* [Data section]
= = = = =

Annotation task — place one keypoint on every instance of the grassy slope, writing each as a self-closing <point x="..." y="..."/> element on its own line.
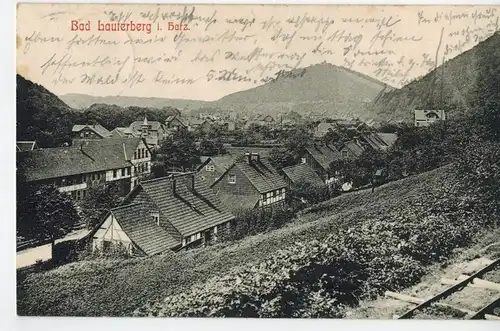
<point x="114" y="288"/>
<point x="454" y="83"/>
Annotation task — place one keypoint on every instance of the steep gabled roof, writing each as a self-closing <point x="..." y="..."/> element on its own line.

= = = = =

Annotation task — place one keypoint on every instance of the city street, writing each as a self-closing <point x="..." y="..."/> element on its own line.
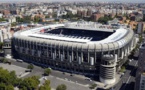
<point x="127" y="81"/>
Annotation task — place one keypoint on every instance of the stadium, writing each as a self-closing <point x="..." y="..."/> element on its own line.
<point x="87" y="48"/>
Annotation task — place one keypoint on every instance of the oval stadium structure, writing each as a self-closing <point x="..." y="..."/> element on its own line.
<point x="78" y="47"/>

= = = = =

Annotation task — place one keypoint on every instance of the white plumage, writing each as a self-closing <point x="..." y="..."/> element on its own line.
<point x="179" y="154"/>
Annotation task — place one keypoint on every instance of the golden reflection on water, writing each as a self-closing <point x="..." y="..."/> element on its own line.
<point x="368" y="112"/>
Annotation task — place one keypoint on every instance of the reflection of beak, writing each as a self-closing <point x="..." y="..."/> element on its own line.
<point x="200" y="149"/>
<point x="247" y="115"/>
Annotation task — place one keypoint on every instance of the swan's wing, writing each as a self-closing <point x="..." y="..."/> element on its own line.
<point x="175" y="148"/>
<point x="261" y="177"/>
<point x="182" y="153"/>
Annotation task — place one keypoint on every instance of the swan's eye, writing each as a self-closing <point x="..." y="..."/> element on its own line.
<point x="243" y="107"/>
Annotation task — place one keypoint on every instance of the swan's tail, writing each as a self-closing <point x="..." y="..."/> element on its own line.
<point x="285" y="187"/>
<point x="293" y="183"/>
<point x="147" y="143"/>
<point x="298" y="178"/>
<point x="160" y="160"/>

= = = = =

Please reproduce every line of the listing, starting at the line that contains "of the grassy" and ending at the line that contains "of the steep", both included, with the x and y coordinates in the answers offset by adding 79 to each. Leave the pictures out of what you write.

* [Output of the exercise]
Annotation task — place one keypoint on every instance of the grassy slope, writing each as a self-closing <point x="..." y="..."/> element on its own line.
<point x="193" y="367"/>
<point x="533" y="162"/>
Annotation task — place one keypoint on every instance of the steep gabled roof, writing each as a self-closing <point x="..." y="..."/> element on its own line.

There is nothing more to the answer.